+++ Texto proporcionado +++

Puedo decir que nadé en el río Sinú y eso fue lo más parecido a nadar en los arroyos y riachuelos del pueblo, también buscaba caracolitos entre las rocas o en la arena del mar, hice parte del grupo de “exploradores” de canales cuyas aguas corrían a dos cuadras de mi casa; eso fue lo más lejos que fui a explorar buscando peces, pero encontré larvas, mosquitos y una infección en mi cuerpo acostumbrado a jugar con muñecas, tacitas de té, balones, canicas y trompos.
Crecí entre dos hermanos complacientes: uno 3 años mayor y uno 5 años menor, de ahí viene mi inclinación por el trompo, el boxeo y las bolitas de cristal, especialmente las llamadas maras lechosas, todo esto mezclados entre las tacitas de té y las muñecas cuyas grandes cabezas en algún momento sirvieron de improvisados balones de fútbol cuando este se había averiado o perdido en el lote contiguo habitado por serpientes y desechos.
Luego vino mi hermana que es 6 años menor y no alcanzó a jugar conmigo mientras tuve la edad para hacerlo, aunque ella era mi muñeca real al principio de su vida; nunca le cambié el pañal o la alimenté con biberones, pero creí que hacía mi mejor esfuerzo al cuidarla cuando realmente la hacía sufrir con mis ocurrencias.
Con el tiempo, las muñecas fueron sustituidas por los bailes del momento y por el diario que registraba con lujo de detalles las acciones y procederes del chico grande por el cual mi corazón de adolescente latía más de lo necesario; cual expediente registraba momentos, diálogos, saludos, despedidas para tener un panorama claro del presunto enamorado.
Mis vestidos pronto se convirtieron en pantalones pescadores cuando aprendí a montar la bicicleta que por cierto, era motivo de disputas y batallas campales con mi hermano mayor al momento de utilizarla y mi padre cansado de tanta contienda un día decidió salomónicamente adjudicar días para disfrutarla, con ese ajuste pronto se acabó la contienda y al tiempo solicitábamos permiso para utilizarla en los días que no nos correspondía, entonces aprendí a compartir con mi hermano mayor, aunque en ocasiones usaba mis atributos de niña tierna y consentida y lograba un beneficio extra. Eso no me duró mucho porque mi hermano mayor era muy astuto y yo terminaba cediendo ante su discurso de psicólogo barato.

+++

Lista de tareas:
- a) Imprime textualmente el fragmento del texto proporcionado que comienza en las palabras "Crecí entre dos" y termina después de "con mis ocurrencias.".
- b) Localiza y copia cada línea de las entradas que contenga la palabra "tree", respetando mayúsculas y minúsculas.

+++ Listado de entradas +++

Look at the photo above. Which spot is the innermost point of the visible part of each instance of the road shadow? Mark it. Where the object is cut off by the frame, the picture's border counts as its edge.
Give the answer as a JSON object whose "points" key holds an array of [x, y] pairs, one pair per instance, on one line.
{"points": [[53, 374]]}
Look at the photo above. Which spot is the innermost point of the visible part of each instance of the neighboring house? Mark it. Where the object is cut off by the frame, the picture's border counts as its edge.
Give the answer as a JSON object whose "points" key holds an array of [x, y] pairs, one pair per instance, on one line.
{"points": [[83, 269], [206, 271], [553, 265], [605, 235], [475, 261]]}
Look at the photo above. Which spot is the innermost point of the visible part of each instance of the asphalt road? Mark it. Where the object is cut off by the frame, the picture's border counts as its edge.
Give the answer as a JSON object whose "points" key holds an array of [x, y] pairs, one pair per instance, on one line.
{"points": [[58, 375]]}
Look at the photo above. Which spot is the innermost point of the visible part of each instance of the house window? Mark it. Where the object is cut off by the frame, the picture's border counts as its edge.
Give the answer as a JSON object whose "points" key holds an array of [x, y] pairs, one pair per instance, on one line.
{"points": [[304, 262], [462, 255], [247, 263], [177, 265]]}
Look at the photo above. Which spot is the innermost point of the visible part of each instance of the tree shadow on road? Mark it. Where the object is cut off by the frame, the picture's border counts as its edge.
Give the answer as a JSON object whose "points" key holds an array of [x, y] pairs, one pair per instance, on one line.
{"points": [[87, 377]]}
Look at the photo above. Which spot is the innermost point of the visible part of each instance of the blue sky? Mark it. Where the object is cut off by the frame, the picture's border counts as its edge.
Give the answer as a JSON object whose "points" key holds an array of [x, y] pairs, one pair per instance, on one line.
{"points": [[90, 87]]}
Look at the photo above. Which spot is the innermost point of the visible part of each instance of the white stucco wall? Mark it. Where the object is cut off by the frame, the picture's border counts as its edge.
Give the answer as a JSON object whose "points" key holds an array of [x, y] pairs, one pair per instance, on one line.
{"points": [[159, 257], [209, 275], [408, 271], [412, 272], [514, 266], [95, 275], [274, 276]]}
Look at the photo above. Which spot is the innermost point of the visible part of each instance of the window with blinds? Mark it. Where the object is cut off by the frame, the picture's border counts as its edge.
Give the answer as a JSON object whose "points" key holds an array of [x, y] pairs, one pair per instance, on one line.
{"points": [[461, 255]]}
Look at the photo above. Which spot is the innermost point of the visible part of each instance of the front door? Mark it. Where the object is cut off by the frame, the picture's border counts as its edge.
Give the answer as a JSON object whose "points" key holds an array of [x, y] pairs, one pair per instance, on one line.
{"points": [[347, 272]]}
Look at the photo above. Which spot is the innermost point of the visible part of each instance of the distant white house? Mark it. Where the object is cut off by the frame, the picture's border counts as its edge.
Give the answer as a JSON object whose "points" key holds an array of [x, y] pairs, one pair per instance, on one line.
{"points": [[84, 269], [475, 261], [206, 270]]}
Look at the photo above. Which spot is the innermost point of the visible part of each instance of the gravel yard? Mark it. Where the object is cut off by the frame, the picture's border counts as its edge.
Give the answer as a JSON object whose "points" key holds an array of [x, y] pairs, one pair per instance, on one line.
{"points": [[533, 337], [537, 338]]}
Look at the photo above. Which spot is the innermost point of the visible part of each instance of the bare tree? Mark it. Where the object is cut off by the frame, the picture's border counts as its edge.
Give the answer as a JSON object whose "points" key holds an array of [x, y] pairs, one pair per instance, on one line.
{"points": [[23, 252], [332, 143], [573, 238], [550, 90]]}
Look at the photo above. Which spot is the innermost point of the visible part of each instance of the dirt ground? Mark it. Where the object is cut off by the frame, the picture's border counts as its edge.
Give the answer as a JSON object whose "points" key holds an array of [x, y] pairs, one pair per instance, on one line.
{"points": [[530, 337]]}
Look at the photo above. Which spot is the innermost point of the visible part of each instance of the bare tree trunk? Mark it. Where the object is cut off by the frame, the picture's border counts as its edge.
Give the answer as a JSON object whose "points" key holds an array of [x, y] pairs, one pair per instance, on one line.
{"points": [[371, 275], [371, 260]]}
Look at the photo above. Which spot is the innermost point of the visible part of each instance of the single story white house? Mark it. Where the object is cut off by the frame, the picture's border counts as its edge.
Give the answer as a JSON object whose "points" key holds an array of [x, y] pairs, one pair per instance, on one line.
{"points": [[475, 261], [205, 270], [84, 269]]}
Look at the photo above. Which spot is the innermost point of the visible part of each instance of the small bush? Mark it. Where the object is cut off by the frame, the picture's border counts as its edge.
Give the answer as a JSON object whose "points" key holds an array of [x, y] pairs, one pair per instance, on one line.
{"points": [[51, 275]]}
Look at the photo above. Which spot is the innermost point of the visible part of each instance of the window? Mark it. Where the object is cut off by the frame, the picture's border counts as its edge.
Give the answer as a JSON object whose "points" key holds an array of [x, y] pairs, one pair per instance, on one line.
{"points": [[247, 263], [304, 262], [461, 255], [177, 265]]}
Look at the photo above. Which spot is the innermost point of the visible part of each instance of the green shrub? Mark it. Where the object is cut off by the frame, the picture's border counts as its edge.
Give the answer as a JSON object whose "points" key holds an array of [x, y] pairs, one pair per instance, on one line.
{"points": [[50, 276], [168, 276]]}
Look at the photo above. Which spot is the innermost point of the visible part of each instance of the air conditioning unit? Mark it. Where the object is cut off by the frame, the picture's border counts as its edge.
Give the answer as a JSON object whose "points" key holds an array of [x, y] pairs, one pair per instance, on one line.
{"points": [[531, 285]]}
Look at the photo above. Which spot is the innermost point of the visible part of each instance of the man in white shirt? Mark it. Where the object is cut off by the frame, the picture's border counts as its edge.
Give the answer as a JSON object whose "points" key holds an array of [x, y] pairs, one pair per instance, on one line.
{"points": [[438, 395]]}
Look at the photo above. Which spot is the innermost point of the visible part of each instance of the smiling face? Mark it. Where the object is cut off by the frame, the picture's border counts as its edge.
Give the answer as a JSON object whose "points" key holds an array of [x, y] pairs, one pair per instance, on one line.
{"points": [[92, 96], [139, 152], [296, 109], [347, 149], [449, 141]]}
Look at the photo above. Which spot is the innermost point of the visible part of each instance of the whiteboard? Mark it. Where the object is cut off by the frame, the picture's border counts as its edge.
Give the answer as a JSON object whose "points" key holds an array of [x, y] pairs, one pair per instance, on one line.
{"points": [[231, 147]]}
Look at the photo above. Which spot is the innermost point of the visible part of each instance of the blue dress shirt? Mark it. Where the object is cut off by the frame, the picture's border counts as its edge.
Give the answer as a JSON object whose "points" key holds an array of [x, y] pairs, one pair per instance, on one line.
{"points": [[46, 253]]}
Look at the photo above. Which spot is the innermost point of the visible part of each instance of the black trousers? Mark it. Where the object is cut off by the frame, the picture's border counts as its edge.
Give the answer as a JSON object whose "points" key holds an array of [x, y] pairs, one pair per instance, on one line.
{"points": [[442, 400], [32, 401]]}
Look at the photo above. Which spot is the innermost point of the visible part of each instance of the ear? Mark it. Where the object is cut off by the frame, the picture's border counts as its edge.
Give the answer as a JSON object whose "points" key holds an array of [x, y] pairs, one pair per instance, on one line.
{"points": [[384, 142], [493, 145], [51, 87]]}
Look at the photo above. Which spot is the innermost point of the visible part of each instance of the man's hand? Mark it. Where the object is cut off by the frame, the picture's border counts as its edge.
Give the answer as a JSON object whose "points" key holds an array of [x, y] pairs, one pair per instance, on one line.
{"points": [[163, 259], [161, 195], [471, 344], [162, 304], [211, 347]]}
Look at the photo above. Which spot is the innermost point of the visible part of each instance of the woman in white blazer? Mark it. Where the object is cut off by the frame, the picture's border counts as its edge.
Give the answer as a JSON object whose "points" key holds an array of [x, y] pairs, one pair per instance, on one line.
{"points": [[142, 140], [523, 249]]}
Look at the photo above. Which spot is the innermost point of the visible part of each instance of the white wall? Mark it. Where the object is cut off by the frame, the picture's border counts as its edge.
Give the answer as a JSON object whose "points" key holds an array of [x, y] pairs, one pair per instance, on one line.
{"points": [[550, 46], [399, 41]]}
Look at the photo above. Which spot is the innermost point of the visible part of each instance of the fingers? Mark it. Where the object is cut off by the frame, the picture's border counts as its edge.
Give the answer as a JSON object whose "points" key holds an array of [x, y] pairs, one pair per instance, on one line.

+++

Respuestas completas:
- a)
Crecí entre dos hermanos complacientes: uno 3 años mayor y uno 5 años menor, de ahí viene mi inclinación por el trompo, el boxeo y las bolitas de cristal, especialmente las llamadas maras lechosas, todo esto mezclados entre las tacitas de té y las muñecas cuyas grandes cabezas en algún momento sirvieron de improvisados balones de fútbol cuando este se había averiado o perdido en el lote contiguo habitado por serpientes y desechos.
Luego vino mi hermana que es 6 años menor y no alcanzó a jugar conmigo mientras tuve la edad para hacerlo, aunque ella era mi muñeca real al principio de su vida; nunca le cambié el pañal o la alimenté con biberones, pero creí que hacía mi mejor esfuerzo al cuidarla cuando realmente la hacía sufrir con mis ocurrencias.

- b)
Look at the photo above. Which spot is the innermost point of the visible part of each instance of the tree shadow on road? Mark it. Where the object is cut off by the frame, the picture's border counts as its edge.
Look at the photo above. Which spot is the innermost point of the visible part of each instance of the bare tree? Mark it. Where the object is cut off by the frame, the picture's border counts as its edge.
Look at the photo above. Which spot is the innermost point of the visible part of each instance of the bare tree trunk? Mark it. Where the object is cut off by the frame, the picture's border counts as its edge.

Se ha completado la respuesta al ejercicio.